## WHAT TO DO
A verbatim reproduction of the lines below, from the line containing "Where can you see the dirt" through the line containing "Where can you see the pine", both ends included, is the whole required output.

## RECORDS SUPPLIED
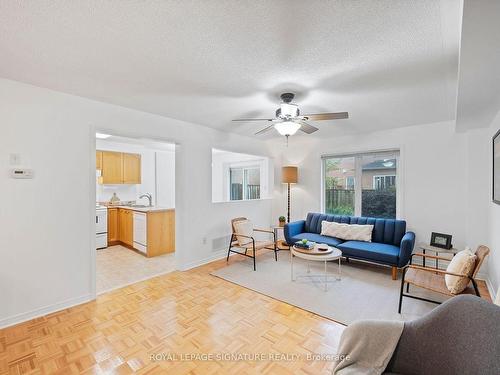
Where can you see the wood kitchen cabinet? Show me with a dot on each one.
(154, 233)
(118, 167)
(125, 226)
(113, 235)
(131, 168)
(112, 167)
* * *
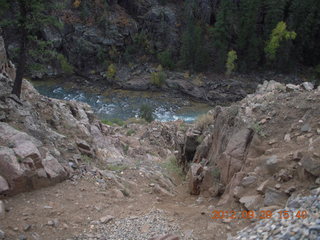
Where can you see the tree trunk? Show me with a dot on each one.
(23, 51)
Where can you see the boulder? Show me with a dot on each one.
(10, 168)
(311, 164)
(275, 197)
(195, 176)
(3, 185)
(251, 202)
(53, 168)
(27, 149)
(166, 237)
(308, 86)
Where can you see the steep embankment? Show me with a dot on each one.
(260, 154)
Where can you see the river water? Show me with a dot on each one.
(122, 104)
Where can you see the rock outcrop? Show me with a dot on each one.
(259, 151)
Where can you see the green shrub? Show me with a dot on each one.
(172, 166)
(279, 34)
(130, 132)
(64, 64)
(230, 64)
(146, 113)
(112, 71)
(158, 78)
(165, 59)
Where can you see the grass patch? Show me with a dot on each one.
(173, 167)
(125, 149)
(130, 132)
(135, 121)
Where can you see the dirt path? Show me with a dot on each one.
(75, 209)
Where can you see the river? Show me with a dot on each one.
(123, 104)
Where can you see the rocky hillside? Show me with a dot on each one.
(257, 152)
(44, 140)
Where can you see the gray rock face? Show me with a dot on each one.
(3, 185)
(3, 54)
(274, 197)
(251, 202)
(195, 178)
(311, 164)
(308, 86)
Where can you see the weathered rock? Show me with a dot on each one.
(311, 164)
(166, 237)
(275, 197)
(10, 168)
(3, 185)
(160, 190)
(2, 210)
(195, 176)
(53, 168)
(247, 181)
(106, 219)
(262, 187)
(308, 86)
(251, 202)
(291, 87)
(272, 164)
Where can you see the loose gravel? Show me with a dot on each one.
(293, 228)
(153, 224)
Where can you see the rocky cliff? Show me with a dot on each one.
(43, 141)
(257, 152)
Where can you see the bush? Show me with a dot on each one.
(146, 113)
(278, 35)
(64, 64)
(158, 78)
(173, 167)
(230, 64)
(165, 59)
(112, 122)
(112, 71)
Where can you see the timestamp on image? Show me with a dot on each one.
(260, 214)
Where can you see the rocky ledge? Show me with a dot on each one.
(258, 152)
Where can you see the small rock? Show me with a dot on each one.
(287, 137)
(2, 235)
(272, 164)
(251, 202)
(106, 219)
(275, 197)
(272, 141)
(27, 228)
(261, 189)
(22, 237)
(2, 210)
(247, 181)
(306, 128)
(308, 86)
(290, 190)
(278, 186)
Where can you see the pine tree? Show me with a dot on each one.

## REPLY
Where can you see the dirt path? Show me with a dot on each one.
(75, 209)
Where can you see the river? Show me with a dot on each one.
(123, 104)
Where can you see the rocky hillside? Show me with a dot on each one.
(257, 152)
(44, 140)
Where can you see the gray rock face? Show me with a dot on each one.
(3, 185)
(3, 54)
(274, 197)
(251, 202)
(195, 178)
(311, 164)
(308, 86)
Where can you see the weathered rock? Show me with a dot on each one.
(311, 164)
(166, 237)
(275, 197)
(10, 168)
(3, 185)
(160, 190)
(2, 210)
(195, 176)
(53, 168)
(247, 181)
(106, 219)
(262, 187)
(308, 86)
(251, 202)
(291, 87)
(272, 164)
Where can you see the loose gravel? Show me with a dot on each one.
(293, 228)
(153, 224)
Where can you see the rocky cliff? Show me with a dot on each one.
(43, 141)
(257, 152)
Where can you see the bush? Show me with a dot on each one.
(146, 113)
(278, 35)
(64, 64)
(158, 78)
(173, 167)
(230, 64)
(165, 59)
(112, 122)
(112, 71)
Where can you see the timestamp on image? Show me with a dot on each one.
(260, 214)
Where can you see the rocky ledge? Show me with a dot on each one.
(258, 152)
Where can you see the small rock? Show me with a dot on each one.
(287, 137)
(2, 235)
(272, 164)
(251, 202)
(106, 219)
(275, 197)
(272, 141)
(27, 228)
(261, 189)
(22, 237)
(2, 210)
(247, 181)
(306, 128)
(308, 86)
(290, 190)
(278, 186)
Where can you see the pine tree? Show me with a dot on each one.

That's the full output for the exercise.